◆ Work instruction ◆
Show every line of the data below that includes the word "window".

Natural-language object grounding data
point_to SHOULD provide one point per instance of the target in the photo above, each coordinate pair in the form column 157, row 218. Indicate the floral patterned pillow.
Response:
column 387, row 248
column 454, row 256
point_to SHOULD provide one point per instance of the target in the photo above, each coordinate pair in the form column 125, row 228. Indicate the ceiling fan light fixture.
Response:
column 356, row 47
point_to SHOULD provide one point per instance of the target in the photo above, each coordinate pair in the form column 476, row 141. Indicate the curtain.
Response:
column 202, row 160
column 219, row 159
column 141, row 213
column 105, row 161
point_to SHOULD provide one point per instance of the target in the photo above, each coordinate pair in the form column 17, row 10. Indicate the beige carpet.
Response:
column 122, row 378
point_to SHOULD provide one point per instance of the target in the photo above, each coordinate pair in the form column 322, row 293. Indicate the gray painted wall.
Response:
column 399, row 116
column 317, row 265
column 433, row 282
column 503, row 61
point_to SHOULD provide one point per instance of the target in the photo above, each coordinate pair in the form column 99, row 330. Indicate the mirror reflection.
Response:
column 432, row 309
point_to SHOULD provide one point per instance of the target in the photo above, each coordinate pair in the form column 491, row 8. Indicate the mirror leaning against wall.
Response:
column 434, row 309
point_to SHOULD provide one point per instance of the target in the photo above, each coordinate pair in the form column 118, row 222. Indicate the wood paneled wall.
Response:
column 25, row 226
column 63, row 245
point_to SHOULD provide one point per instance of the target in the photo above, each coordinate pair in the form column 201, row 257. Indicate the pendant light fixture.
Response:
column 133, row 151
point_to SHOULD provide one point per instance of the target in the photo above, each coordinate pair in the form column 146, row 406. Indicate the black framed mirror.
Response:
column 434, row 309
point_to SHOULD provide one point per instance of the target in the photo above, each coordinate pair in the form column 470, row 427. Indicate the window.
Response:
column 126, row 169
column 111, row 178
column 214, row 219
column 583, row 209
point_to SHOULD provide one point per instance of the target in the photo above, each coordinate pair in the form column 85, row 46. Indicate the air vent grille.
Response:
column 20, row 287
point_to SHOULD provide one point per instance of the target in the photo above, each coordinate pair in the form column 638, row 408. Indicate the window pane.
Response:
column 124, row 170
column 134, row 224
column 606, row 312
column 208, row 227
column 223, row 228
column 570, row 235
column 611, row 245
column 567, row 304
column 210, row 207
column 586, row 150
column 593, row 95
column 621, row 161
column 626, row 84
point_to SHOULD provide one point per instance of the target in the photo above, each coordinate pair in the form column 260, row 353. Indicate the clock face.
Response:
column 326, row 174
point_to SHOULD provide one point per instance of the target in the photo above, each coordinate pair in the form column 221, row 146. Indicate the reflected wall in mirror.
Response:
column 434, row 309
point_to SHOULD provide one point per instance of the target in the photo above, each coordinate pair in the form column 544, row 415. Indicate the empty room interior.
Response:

◆ Written solution ◆
point_to SHOULD provide one point per instance of the target in the photo above, each coordinate pair in the form column 470, row 427. Indicate the window.
point_to SHOULD provide one point per instance of the target in the photo above, each coordinate pair in the form column 638, row 408. Indicate the window pane.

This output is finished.